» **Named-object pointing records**
↓↓↓

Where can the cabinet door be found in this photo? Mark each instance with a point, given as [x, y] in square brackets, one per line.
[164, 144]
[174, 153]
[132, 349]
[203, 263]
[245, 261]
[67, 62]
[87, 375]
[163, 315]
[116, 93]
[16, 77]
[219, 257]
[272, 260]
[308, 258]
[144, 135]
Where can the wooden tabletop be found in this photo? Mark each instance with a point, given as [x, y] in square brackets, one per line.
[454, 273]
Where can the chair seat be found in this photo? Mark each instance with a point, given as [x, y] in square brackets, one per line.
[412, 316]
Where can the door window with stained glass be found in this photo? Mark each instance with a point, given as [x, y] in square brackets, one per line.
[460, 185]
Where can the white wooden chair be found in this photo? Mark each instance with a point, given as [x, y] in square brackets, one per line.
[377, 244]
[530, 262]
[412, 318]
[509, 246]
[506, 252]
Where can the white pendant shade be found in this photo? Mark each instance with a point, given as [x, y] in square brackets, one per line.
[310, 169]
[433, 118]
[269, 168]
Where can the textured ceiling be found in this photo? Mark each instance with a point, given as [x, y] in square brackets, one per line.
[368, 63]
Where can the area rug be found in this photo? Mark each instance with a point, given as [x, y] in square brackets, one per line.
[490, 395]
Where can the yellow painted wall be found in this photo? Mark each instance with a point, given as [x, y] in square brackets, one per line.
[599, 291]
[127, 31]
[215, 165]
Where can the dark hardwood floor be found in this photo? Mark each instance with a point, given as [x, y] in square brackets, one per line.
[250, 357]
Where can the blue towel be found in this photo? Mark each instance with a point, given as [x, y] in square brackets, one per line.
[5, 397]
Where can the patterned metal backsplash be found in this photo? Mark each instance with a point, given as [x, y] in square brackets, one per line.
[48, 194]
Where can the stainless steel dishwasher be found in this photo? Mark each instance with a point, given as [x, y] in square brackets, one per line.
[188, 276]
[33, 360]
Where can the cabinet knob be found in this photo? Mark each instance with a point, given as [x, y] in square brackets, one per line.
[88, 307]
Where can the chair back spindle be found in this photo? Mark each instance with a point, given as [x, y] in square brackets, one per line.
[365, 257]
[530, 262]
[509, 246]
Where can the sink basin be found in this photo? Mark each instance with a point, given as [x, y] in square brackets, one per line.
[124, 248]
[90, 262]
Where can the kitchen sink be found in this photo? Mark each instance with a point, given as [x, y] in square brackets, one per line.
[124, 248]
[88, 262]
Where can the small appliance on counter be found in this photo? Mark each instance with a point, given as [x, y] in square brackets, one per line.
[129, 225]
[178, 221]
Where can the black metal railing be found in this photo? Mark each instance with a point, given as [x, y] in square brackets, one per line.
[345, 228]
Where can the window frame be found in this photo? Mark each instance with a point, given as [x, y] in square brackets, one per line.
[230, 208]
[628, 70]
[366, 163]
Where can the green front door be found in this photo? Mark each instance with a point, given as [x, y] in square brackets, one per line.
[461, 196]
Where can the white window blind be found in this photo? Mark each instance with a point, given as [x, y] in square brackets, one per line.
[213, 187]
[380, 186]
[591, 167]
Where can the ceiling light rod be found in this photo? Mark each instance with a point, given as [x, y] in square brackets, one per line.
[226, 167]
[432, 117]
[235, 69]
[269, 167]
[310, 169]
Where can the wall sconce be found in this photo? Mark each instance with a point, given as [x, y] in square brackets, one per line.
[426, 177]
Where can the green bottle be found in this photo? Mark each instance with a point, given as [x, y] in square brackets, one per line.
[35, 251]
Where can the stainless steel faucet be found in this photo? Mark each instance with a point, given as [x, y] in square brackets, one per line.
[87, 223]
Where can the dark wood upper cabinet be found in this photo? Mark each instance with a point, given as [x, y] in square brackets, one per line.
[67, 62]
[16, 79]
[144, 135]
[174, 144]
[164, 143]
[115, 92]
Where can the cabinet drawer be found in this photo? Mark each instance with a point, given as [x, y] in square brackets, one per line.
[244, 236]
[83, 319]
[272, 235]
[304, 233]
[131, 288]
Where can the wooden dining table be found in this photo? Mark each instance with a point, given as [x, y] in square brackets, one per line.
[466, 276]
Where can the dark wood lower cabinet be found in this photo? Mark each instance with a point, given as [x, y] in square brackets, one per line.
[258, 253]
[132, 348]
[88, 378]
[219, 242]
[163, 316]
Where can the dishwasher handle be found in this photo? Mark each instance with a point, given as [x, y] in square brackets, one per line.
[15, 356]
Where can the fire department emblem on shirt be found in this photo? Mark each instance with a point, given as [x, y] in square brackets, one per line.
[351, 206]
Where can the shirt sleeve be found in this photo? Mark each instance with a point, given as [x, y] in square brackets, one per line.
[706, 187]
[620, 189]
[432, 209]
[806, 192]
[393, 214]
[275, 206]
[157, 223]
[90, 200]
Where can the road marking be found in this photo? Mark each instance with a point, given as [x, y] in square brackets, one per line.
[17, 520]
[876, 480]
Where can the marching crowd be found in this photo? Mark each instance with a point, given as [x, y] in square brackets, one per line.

↑↑↑

» **Required work**
Using the data above, print every record exactly as shown.

» **Written answer**
Where can the cabinet door be found in this photo? Mark each instance with a point, given as [x, y] in square brackets, one per line.
[164, 144]
[174, 153]
[132, 349]
[203, 263]
[245, 261]
[67, 62]
[87, 375]
[163, 315]
[116, 93]
[16, 77]
[219, 257]
[272, 260]
[308, 258]
[144, 135]
Where can the wooden tabletop be found in this photo? Mark each instance with a point, given as [x, y] in square brackets, one per line.
[454, 273]
Where can the chair seat be found in this photo? Mark each instance with a point, given as [x, y] in square brackets, one per line.
[412, 316]
Where can the door window with stained glass be found in this photo? Mark each instance with a point, given as [x, y] in square brackets, one per line.
[460, 185]
Where can the white wooden chair be found in this photo? Mark each instance with a point, given as [x, y] in square brackets, one per line.
[377, 244]
[530, 262]
[412, 318]
[509, 246]
[506, 252]
Where can the white pendant shade be found in this photo? Mark each instance with a point, given as [x, y] in square brackets, one per line.
[310, 169]
[433, 118]
[269, 168]
Where can the textured ceiling be found in this photo? Mark each instance with a point, given as [x, y] in square brackets, one per line.
[368, 63]
Where can the area rug be found in this photo? Mark each instance with a point, given as [x, y] in square brackets, one per line.
[490, 395]
Where can the yellow painted wall be found in this photo? Mark each instance with a point, given as [x, y] in square brackets, one per line.
[599, 291]
[127, 31]
[215, 165]
Where can the dark hardwood floor be found in this photo? Mark each instance with a point, given as [x, y] in square brackets, one per line.
[250, 357]
Where can the blue towel be found in this photo? Mark each instance with a point, given as [x, y] in square brackets, one per line.
[5, 397]
Where can the patterned metal backsplash be found in this photo? Mark each instance with a point, given as [x, y] in square brackets, one per line.
[48, 194]
Where can the stainless steel dishwasher be found in this photo? Mark each instance with a point, given as [x, y] in square brackets, one per line.
[188, 276]
[33, 360]
Where can the cabinet knob be found in this photo? Mark each instance with a point, given as [x, y] in square brackets, one per line.
[88, 307]
Where can the chair back spindle be found in this photo? Mark each instance with a point, given as [x, y] in square brackets, one per line.
[365, 257]
[530, 262]
[509, 246]
Where can the sink basin be found in this photo? Mark each instance with a point, given as [x, y] in square brackets, one per line.
[124, 248]
[90, 262]
Where can the kitchen sink be found in this photo? Mark each instance with a point, given as [x, y] in square brackets, one per line.
[124, 248]
[88, 262]
Where can the small appliance on counter be found in this photo? Mark each instance with a point, given as [x, y] in square brackets, one per line.
[129, 225]
[178, 221]
Where can the black metal railing be found in this photo? Mark each instance with a point, given as [x, y] in square brackets, one per line.
[345, 228]
Where can the window frame be found in this photo? Mark each instance with a point, given as [x, y] in square brackets, one per line.
[230, 208]
[628, 70]
[366, 163]
Where can the green front door be found in this photo? Mark each instance with a point, given as [x, y] in square brackets, one per line.
[461, 196]
Where can the white window blind be found in this photo? Mark each instance with a point, given as [x, y] in square brackets, one per line.
[213, 187]
[380, 186]
[591, 167]
Where can the ceiling light rod be found in this photo? Mark each instance with a point, given as [x, y] in square brackets, one per line.
[226, 167]
[432, 117]
[235, 69]
[269, 167]
[310, 169]
Where can the wall sconce be found in this photo? Mark each instance with a point, given as [x, y] in square brackets, one per line.
[426, 177]
Where can the green bottle be found in this photo? Mark each instance with a point, given as [x, y] in square brackets, one per line.
[35, 251]
Where can the stainless steel faucet be found in this photo? Mark each instance with a point, given as [x, y] in square brackets, one per line.
[87, 223]
Where can the dark wood upper cabinet be found in this photo? Mark each instance with a point, given as [x, y] in square brackets, one per line.
[67, 62]
[16, 79]
[144, 135]
[174, 144]
[164, 143]
[115, 92]
Where can the cabinet drawer be found in this photo? Mark each instance with a point, given as [x, y] in square brackets, one per line.
[244, 236]
[83, 319]
[272, 235]
[304, 233]
[131, 288]
Where can the wooden dining table be found in this photo? Mark each instance with a point, given as [x, y] in square brackets, one per line.
[466, 276]
Where can the dark wood lower cabinet be found in this photo? Mark each instance with a point, given as [x, y] in square brackets, one per line.
[258, 253]
[132, 348]
[88, 378]
[219, 242]
[163, 316]
Where can the dishwasher handle be found in this photo? Mark each instance with a point, given as [x, y] in square brackets, one per line.
[15, 356]
Where can the fire department emblem on shirt be found in this photo? Mark each instance with a point, given as [x, y] in square brackets, one per line.
[351, 206]
Where can the shirt sleeve be found in this photo? Mark each instance with a point, given as [x, y] in square brackets, one per line.
[706, 187]
[620, 189]
[432, 209]
[806, 192]
[393, 214]
[275, 206]
[157, 223]
[90, 200]
Where can the road marking be found in this photo? Mark each instance with a point, given as [x, y] in square brackets, one per line.
[17, 520]
[876, 480]
Where can the marching crowd be found in this photo? Mark each instance with a point, given as [x, y] in square brackets, one per line.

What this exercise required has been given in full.